WHAT THIS TASK INVOLVES: Please filter the data below, keeping every line that contains the word "bird". Case counts.

Dataset records on object locations

--

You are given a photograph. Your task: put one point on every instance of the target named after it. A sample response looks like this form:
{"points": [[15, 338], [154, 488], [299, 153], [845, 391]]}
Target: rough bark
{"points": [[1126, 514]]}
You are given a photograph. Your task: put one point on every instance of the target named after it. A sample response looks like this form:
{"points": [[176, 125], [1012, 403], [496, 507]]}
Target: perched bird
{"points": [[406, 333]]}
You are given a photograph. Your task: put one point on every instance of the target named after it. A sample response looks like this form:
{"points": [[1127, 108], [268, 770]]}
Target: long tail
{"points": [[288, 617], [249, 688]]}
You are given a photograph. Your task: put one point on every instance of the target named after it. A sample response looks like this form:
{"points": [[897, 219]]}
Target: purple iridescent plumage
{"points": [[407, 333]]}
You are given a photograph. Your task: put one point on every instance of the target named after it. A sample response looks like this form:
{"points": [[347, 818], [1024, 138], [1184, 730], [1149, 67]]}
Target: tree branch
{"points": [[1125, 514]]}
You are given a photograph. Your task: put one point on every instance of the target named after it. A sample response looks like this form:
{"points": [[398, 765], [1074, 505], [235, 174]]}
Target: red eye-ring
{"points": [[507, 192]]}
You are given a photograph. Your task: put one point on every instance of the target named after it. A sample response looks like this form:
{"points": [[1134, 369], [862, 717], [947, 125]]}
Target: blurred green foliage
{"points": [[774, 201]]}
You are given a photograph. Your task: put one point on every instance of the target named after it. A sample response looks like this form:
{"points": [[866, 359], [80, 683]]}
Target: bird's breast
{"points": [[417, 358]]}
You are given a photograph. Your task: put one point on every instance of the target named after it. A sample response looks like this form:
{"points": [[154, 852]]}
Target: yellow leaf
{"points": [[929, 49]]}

--

RESPONSE FOR THIS EXERCISE:
Target: perched bird
Target: bird's breast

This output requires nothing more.